→ Exercise
Please swap "rough mask" for "coarse mask" throughout the entries, leaving everything else unchanged.

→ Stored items

○ ○ ○

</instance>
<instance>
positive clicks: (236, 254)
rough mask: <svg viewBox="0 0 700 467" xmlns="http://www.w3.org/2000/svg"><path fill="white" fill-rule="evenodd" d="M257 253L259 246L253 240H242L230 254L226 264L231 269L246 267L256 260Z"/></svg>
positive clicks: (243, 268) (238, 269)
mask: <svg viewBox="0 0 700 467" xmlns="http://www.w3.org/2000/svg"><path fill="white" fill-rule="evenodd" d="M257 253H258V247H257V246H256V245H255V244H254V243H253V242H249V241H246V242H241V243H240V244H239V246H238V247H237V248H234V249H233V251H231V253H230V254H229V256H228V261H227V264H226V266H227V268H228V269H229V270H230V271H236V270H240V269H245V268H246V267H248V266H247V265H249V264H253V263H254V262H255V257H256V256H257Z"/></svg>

○ ○ ○

→ Output below
</instance>
<instance>
positive clicks: (236, 254)
coarse mask: <svg viewBox="0 0 700 467" xmlns="http://www.w3.org/2000/svg"><path fill="white" fill-rule="evenodd" d="M257 253L259 246L253 240H242L230 254L226 264L231 269L246 267L256 260Z"/></svg>
positive clicks: (243, 268) (238, 269)
mask: <svg viewBox="0 0 700 467" xmlns="http://www.w3.org/2000/svg"><path fill="white" fill-rule="evenodd" d="M257 253H258V247H257V246H256V245H255V244H254V243H253V242H249V241H246V242H241V243H240V244H239V246H238V247H237V248H234V249H233V251H231V253H230V254H229V256H228V261H227V264H226V266H227V268H228V269H229V270H230V271H236V270H240V269H245V268H246V267H248V266H247V265H249V264H253V263H254V262H255V257H256V256H257Z"/></svg>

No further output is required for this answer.